GEFRAGT IST
[1] Fasse im Textauszug den Absatz, der mit „(h) Ferner, den Gegenstand einer Gemüthsbewegung“ beginnt, als kurze Stichpunktliste zusammen. Die wesentlichen Angaben sollen erhalten bleiben.
[2] Entnimm den Einträgen jede Zeile, in der die Zeichenfolge „trace“ vorkommt. Achte dabei auf Groß- und Kleinschreibung.

Und wenn in dieser Nacht Gott über mich gebeut,
Gell.
(h) Ferner, den Gegenstand einer Gemüthsbewegung und deren Äußerung, so daß der erste zugleich die Veranlassung oder wirkende Ursache der letztern ist. Sich über eine Sache ärgern, freuen, erzürnen, aufhalten, beklagen, beschweren, erbarmen, entsetzen, entrüsten, verwundern, bekümmern, betrüben, kränken, grämen u.s.f. Über eine Sache erschrecken, bestürzt, froh, lustig, böse, mürrisch, traurig, unwillig, ungeduldig u.s.f. seyn oder werden. Über eine Sache murren, klagen, fluchen, zürnen, zanken, seufzen, spotten, scherzen, weinen u.s.f. Machen sie mir keine Vorwürfe darüber. Ich werde noch den Tod über dich kriegen, Gell. In der Deutschen Bibel und bey andern Schriftstellern findet man es in dieser Bedeutung häufig mit der dritten Endung; vermuthlich aus Verwechselung derselben mit der vorigen fünften Bedeutung des Dativs, obgleich beyde merklich genug von einander verschieden sind. Wie der Löwe brüllet über seinem Raube, Es. 31, 4. Sie werden fröhlich seyn über dem, das ich schaffe, Kap. 65, 10. Und werden sich verwundern und sich entsetzen über alle dem Gute, und über alle dem Friede, Jer. 33, 9. Und so in hundert Stellen mehr, worunter sich auch viele befinden, in welchen der Gebrauch des Vorwortes über überhaupt ungewöhnlich und veraltet ist; z.B. Unsere Seele eckelt über dieser losen Speise, 4 Mos. 21, 5; besser vor. Es reuete den Herrn über dem Übel, 2 Sam. 24, 16; es reuete den Herren das Übel u.s.f. Daß in allen solchen Fällen, wo über in dieser Bedeutung gebraucht werden kann, die vierte Endung erfordert wird, erhellet unter andern auch daraus, weil diese Bedeutung, so wie die vorige und folgende, eine Figur der vorigen zweyten ist.

VORLIEGENDE EINTRÄGE

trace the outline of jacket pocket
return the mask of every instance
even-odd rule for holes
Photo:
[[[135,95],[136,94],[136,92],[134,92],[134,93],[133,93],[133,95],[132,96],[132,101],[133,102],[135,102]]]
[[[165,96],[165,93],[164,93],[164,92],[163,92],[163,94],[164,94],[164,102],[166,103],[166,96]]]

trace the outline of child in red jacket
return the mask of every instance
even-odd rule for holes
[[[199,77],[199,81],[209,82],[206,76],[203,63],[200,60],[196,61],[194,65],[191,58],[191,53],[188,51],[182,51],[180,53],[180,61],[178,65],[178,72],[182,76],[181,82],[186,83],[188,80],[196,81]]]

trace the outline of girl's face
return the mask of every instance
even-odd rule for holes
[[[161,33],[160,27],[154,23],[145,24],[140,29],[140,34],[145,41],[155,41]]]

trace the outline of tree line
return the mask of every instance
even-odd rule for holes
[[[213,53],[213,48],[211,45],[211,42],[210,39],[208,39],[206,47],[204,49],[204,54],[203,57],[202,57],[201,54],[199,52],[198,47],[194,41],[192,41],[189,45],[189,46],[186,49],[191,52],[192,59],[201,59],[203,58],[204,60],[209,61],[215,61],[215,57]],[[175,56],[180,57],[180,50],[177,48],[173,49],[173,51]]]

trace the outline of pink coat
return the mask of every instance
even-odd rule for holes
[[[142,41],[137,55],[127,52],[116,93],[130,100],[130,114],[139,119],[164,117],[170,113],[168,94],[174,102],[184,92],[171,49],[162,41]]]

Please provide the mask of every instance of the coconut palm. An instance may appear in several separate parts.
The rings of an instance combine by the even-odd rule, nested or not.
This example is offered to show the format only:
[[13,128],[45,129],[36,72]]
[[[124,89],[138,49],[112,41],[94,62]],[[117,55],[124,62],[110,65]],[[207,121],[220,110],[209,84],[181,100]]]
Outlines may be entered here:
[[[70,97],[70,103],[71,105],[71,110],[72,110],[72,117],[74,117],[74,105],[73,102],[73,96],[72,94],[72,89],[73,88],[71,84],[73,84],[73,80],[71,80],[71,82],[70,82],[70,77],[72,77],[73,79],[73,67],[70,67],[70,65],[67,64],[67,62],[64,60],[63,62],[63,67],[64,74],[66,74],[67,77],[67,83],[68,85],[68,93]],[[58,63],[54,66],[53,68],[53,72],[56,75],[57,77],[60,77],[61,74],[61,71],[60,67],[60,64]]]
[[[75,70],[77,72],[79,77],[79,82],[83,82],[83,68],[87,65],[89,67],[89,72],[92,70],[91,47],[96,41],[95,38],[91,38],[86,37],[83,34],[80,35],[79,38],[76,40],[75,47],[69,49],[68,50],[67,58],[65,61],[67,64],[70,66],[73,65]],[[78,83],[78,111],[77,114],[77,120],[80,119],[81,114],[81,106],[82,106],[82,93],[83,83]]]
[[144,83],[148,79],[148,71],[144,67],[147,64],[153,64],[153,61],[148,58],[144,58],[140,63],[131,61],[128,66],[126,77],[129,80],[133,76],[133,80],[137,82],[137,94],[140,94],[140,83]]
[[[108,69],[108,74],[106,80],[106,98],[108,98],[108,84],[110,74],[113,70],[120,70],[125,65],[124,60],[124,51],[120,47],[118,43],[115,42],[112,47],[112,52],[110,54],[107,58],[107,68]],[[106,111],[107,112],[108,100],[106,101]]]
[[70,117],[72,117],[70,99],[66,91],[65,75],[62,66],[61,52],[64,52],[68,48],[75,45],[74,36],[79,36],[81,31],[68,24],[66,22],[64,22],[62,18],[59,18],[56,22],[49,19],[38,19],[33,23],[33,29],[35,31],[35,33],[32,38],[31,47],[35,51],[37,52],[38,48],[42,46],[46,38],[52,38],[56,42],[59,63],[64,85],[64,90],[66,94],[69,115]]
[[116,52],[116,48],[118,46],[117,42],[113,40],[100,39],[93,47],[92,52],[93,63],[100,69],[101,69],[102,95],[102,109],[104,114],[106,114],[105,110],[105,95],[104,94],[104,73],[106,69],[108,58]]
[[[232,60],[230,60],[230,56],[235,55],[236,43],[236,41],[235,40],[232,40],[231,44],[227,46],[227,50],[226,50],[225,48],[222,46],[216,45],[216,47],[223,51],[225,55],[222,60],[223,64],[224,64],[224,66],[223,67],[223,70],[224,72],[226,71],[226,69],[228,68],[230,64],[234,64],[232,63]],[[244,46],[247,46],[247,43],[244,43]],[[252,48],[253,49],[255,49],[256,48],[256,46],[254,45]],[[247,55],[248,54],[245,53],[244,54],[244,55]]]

ANTWORTEN UNTEN
[1]
- „Über“ bezeichnet hier den Gegenstand einer Gemütsbewegung und ihrer Äußerung. Dieser Gegenstand ist zugleich Veranlassung oder wirkende Ursache.
- Beispiele: sich über eine Sache ärgern, freuen oder beklagen; über eine Sache erschrecken, froh oder traurig sein; über eine Sache murren, klagen, spotten oder weinen.
- In der Deutschen Bibel und bei anderen Schriftstellern steht „über“ in dieser Bedeutung oft mit der dritten Endung. Das beruht vermutlich auf einer Verwechslung mit der vorigen fünften Bedeutung des Dativs. Ein Beispiel ist „Wie der Löwe brüllet über seinem Raube“ (Es. 31, 4).
- An vielen solchen Stellen ist „über“ überhaupt ungewöhnlich und veraltet, etwa in „Unsere Seele eckelt über dieser losen Speise“. Dort wäre „vor“ besser.
- Erforderlich ist die vierte Endung. Diese Bedeutung ist nämlich, wie die vorige und die folgende, eine Figur der vorigen zweiten.

[2]
trace the outline of jacket pocket
trace the outline of child in red jacket
trace the outline of girl's face
trace the outline of tree line
trace the outline of pink coat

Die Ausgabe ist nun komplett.